** START EXCERPTED DATA **

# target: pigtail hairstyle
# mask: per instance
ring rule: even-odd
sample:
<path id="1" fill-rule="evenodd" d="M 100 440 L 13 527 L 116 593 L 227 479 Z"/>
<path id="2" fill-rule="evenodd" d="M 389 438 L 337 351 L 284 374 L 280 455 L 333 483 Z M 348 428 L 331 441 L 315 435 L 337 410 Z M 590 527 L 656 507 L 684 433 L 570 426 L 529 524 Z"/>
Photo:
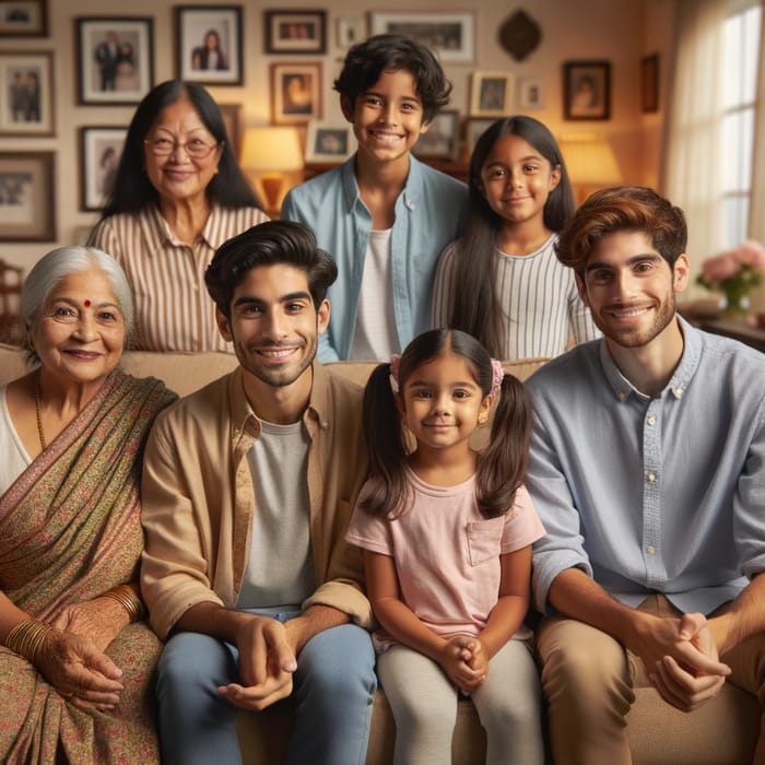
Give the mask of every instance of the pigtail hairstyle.
<path id="1" fill-rule="evenodd" d="M 489 446 L 481 455 L 475 474 L 475 499 L 484 518 L 496 518 L 513 507 L 529 462 L 531 422 L 531 399 L 526 388 L 506 374 Z"/>
<path id="2" fill-rule="evenodd" d="M 405 475 L 407 443 L 390 387 L 390 364 L 379 364 L 364 388 L 363 425 L 369 476 L 360 507 L 374 516 L 392 518 L 411 498 Z"/>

** END EXCERPTED DATA **

• TASK PROMPT: Can you turn the whole listing above into a numbered list, one line per number, with blank lines dropped and the pictures left out?

• COMPLETE RESPONSE:
1. # target: pigtail hairstyle
2. # mask: per instance
3. ring rule: even-odd
4. sample:
5. <path id="1" fill-rule="evenodd" d="M 100 440 L 13 527 L 116 593 L 227 479 Z"/>
6. <path id="2" fill-rule="evenodd" d="M 389 438 L 337 351 L 284 374 L 280 455 L 333 483 Z M 348 428 L 331 441 L 315 435 L 337 410 Z M 590 527 L 656 507 L 684 433 L 570 426 L 529 524 Z"/>
7. Photo:
8. Give the mask of every instance of the pigtail hairstyle.
9. <path id="1" fill-rule="evenodd" d="M 489 446 L 481 455 L 475 474 L 475 499 L 484 518 L 496 518 L 513 507 L 529 462 L 531 422 L 531 399 L 526 388 L 506 374 Z"/>
10. <path id="2" fill-rule="evenodd" d="M 405 475 L 407 443 L 390 387 L 390 364 L 379 364 L 364 388 L 363 425 L 369 476 L 360 507 L 374 516 L 392 518 L 411 498 Z"/>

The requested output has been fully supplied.